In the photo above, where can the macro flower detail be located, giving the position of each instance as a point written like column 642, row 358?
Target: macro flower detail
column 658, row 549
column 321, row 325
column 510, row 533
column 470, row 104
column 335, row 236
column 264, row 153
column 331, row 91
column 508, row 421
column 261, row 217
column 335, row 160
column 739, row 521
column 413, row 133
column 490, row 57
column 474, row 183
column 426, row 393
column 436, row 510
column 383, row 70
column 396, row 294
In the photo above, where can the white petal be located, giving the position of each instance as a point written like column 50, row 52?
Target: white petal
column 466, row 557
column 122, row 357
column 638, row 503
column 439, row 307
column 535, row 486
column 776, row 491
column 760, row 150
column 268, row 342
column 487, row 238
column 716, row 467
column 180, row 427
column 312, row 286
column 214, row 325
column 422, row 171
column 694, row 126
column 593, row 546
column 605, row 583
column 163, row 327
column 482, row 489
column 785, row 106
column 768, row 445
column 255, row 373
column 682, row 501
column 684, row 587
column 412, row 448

§

- Objective
Reproduce all of the items above word for word, keeping every line in its original order.

- Completed task
In the photo above, where can the macro flower detail be located, giving the position of each instance as a point written like column 642, row 358?
Target: macro flower detail
column 658, row 549
column 321, row 325
column 510, row 533
column 470, row 104
column 335, row 236
column 264, row 153
column 331, row 91
column 508, row 421
column 261, row 217
column 335, row 160
column 739, row 521
column 413, row 133
column 490, row 57
column 474, row 183
column 426, row 393
column 436, row 510
column 383, row 70
column 396, row 294
In the photo above, where can the white petal be located, giving the position of each instance as a point written like column 50, row 52?
Target: white petal
column 466, row 557
column 122, row 357
column 638, row 503
column 439, row 307
column 535, row 486
column 776, row 491
column 760, row 150
column 268, row 342
column 487, row 238
column 716, row 467
column 180, row 427
column 312, row 286
column 214, row 325
column 422, row 171
column 694, row 126
column 593, row 546
column 605, row 583
column 163, row 327
column 482, row 489
column 785, row 106
column 768, row 445
column 255, row 373
column 682, row 501
column 684, row 587
column 412, row 448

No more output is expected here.